Mr. Simms now applies for the stay to be lifted on the grounds that Mr. Conlon and Mr. Harris have failed to prosecute their claim expeditiously.
The background, so far as it is necessary to refer to it, is that for over 20 years Mr. Simms and Mr. Conlon were partners in the firm Bower Cotton, formerly Bower Cotton & Bower, a firm of solicitors in London. In May 2000 six of the eight partners left the firm, leaving Mr. Simms and Mr. Conlon to practise under a revised name, The Bower Cotton Partnership. In September 2000 Mr. Harris joined the partnership as an equity partner and the partnership also employed three salaried partners.
In February 2002 the Law Society intervened in the practice of Mr. Simms on the basis of a report by the Office for the Supervision of Solicitors which raised serious issues in relation to the conduct by Mr. Simms of his practice. The Law Society initially suspended Mr. Simms’ practising certificate and then attached conditions to his continuation in practice which Mr. Simms considered made it impossible to resume his practice in the partnership.
The partnership was by then running into difficulties with its bank. The bank’s proposals required the consent of Mr. Simms as the provider of security for the partnership’s borrowings. He gave his consent on the basis of an agreement made on 15th May 2002 with Mr. Conlon and Mr. Harris, which I will call the May 2002 agreement. The judgment which I gave on 22nd March 2004 was on Mr. Simms’ claim to enforce the May 2002 agreement.
In evidence filed in Mr. Simms’ claim, Mr. Conlon and Mr. Harris raised various cross-claims which they asserted gave rise to a liability far in excess of the judgment sums, which they said were due from Mr. Simms to the partnership. The evidence before the court was insufficient to determine any liability of Mr. Simms and, as I recorded in paragraph 36 of my judgment, both Mr. Simms and counsel for Mr. Conlon and Mr. Harris submitted that the issue of such liability should not be decided in the proceedings then before me.

-*-*-

**TASK A**
Pull out every line of the records that contains the word "water", matching its case exactly.
The records have nothing to do with the passage on the solicitors' partnership dispute.

-*-*-

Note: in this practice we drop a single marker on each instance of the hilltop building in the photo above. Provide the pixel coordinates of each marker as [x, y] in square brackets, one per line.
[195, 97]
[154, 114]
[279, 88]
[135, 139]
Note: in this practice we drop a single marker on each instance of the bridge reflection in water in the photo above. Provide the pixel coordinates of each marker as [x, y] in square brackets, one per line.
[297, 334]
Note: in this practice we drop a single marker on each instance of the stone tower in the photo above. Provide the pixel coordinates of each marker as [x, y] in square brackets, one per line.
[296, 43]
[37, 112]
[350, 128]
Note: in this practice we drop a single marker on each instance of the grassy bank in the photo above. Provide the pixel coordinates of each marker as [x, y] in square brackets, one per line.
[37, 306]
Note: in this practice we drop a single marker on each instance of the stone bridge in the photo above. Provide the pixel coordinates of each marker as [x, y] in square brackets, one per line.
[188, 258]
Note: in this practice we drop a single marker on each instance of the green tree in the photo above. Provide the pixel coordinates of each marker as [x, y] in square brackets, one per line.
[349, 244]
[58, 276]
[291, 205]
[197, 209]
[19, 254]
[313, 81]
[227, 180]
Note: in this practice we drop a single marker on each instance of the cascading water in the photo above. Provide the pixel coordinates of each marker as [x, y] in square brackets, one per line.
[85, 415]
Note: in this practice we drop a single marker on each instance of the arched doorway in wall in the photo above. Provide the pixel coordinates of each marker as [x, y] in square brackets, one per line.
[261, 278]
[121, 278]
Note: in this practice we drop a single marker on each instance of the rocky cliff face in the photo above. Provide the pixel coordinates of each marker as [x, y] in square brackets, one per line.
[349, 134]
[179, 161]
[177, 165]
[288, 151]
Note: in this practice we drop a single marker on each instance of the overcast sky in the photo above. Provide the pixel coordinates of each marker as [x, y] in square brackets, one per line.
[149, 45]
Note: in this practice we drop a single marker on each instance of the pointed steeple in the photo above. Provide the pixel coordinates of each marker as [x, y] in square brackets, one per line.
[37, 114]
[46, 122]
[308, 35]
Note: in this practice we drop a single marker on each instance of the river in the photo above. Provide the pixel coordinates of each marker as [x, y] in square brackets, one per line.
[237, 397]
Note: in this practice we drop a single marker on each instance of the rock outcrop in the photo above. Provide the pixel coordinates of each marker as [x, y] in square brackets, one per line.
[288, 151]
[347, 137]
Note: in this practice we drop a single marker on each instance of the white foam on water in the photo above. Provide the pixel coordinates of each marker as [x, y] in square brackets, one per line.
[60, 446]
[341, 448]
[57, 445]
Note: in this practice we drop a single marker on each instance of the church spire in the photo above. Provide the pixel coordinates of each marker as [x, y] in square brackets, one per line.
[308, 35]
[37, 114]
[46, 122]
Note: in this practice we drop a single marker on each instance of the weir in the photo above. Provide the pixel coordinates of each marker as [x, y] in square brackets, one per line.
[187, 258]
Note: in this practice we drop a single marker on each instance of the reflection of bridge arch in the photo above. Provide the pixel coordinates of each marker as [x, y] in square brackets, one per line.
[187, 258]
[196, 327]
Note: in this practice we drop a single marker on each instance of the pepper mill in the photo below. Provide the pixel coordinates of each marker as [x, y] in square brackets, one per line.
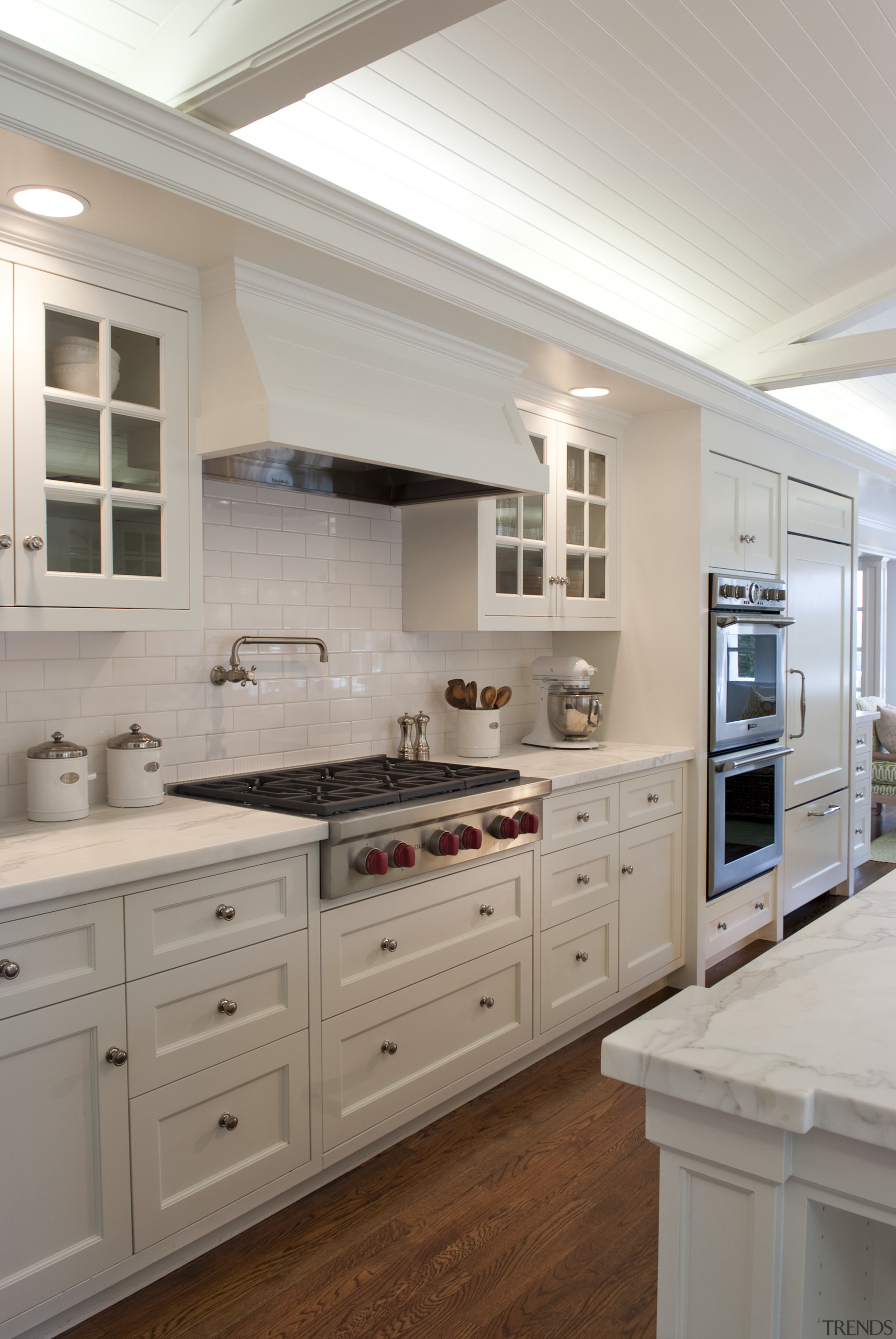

-*-*-

**TASK B**
From the passage on the solicitors' partnership dispute, output word for word the part that begins with the words containing "In evidence filed" and ends with "then before me.".

**FULL RESPONSE A**
Note: in this practice we drop a single marker on each instance of the bridge reflection in water in the photo above. Provide the pixel coordinates of each marker as [x, y] in square brackets, one per line.
Note: in this practice we drop a single marker on each instance of the cascading water in the photo above. Provide the pixel coordinates of each marker as [x, y] in square brackets, one per line.
Note: in this practice we drop a single marker on each instance of the white foam on water in the photo above. Provide the pixel coordinates of each marker as [x, y] in square brackets, one per line.

**FULL RESPONSE B**
In evidence filed in Mr. Simms’ claim, Mr. Conlon and Mr. Harris raised various cross-claims which they asserted gave rise to a liability far in excess of the judgment sums, which they said were due from Mr. Simms to the partnership. The evidence before the court was insufficient to determine any liability of Mr. Simms and, as I recorded in paragraph 36 of my judgment, both Mr. Simms and counsel for Mr. Conlon and Mr. Harris submitted that the issue of such liability should not be decided in the proceedings then before me.